The treatment of cancer is at a turning point thanks to the study of our immune system. This exciting research has resulted in a range of immunotherapy treatments which results in one in five patients responding well enough to enjoy long-term remission from their disease.
However, according to Cancer Research UK, there is a shortage of senior cancer immunologists working in the field. What’s more, there is no dedicated programme in the UK to train the next generation in order to fill this skills gap. Until now.
A PhD studentship costs £141,000 with domestic fees and £212,000 with international fees.
PhD in Cancer Immunology
Having already built the UK’s first research cancer dedicated to immunology, the University of Southampton now offers the UK’s first integrated PhD in Cancer Immunology.
This four-year structured programme offers the advanced research and associated quantitative and bioinformatics skills required to become an independent researcher in cancer immunology. It has been developed by scientists based in the Centre who are at the forefront of cancer immunology research.
In their first year, students will undertake taught modules in quantitative biology, advanced research skills, and cancer immunology as well as three short research projects under the supervision of members, or associate members of the Centre for Cancer Immunology. This is a multidisciplinary community and includes engineers, computer scientists, chemists and mathematicians as well as biomedical scientists and clinicians.
In years two to four, students will undertake a focused research project with a member of the Centre – usually in collaboration with an associate member.
Our experience in the Faculty of Medicine is that students who graduate from an integrated four-year programme are better equipped to become research leaders of the future – be that in academia or industry.

▸ **Input data**
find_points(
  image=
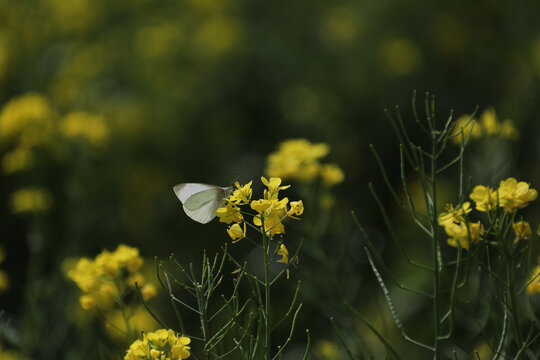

▸ **Exercise tasks**
A - Copy the section of the cancer immunology text starting at "This four-year structured" and ending at "scientists and clinicians.".
B - Answer these questions using the cancer immunology text:
(i) What is the cost of a PhD studentship with international fees?
(ii) How many years does the structured programme last?
(iii) How many short research projects do students complete in their first year?
C - Continue the cancer immunology text from the point where it ends.

▸ **Per-task answers**
A -
This four-year structured programme offers the advanced research and associated quantitative and bioinformatics skills required to become an independent researcher in cancer immunology. It has been developed by scientists based in the Centre who are at the forefront of cancer immunology research.
In their first year, students will undertake taught modules in quantitative biology, advanced research skills, and cancer immunology as well as three short research projects under the supervision of members, or associate members of the Centre for Cancer Immunology. This is a multidisciplinary community and includes engineers, computer scientists, chemists and mathematicians as well as biomedical scientists and clinicians.

B -
(i) £212,000
(ii) Four years
(iii) Three

C -
PhD students are usually funded through research charities such as CRUK or Wessex Medical Research, through the Centre’s Cancer Immunology Talent Fund, or a combination of both.
The Cancer Immunology Talent Fund is supported entirely through philanthropic donations. Read more here.
To find out more about the application process click here.
Students making a difference
Students currently studying at the Centre for Cancer Immunology are already making a difference.
Michaela Christodoulaki (pictured above) is carrying out a four-year research project into cervical cancer, with the ultimate aim of being able to identify women at high risk of developing the disease, so that they can receive early treatment.
Originally from Greece, Michaela was attracted to the Centre after completing her undergraduate degree thanks to its international reputation. Read more about Michaela’s story here.
Michaela Christodoulaki, PhD student
Every person is working towards the common goal of eliminating cancer. To know that our discoveries in the laboratories will and their way into patient clinics makes all of the work so rewarding.